# [Exercise description]
Go through the entries below and print each one exactly, leaving out pictures.

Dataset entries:
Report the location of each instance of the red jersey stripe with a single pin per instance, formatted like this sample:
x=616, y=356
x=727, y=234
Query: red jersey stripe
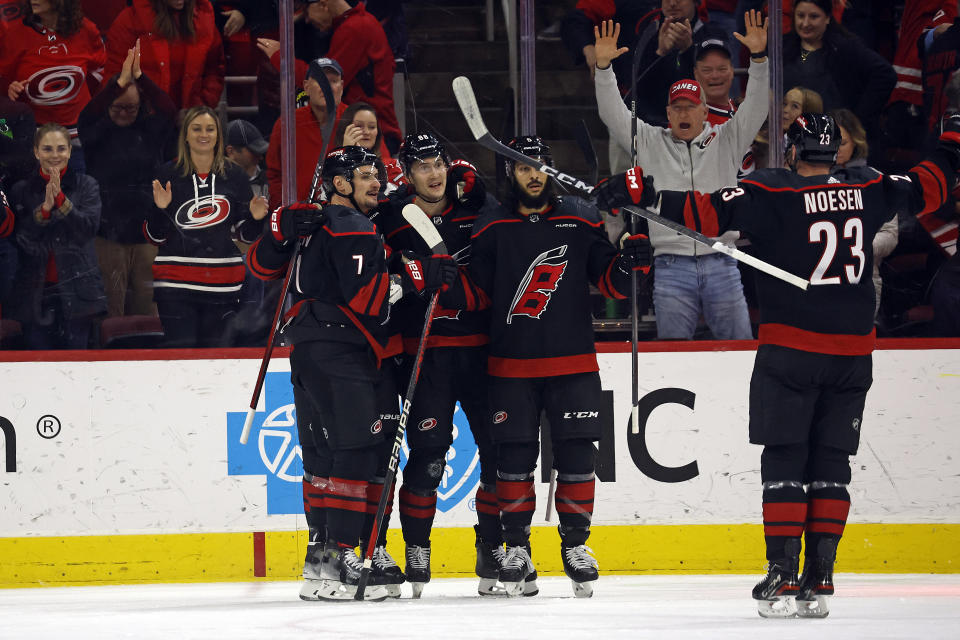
x=833, y=344
x=542, y=367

# [Output of the exercise]
Report the location of each instance of the red jersey stripe with a single pin per instance, formatted like this sample:
x=616, y=356
x=727, y=234
Query: red jersey stripe
x=833, y=344
x=542, y=367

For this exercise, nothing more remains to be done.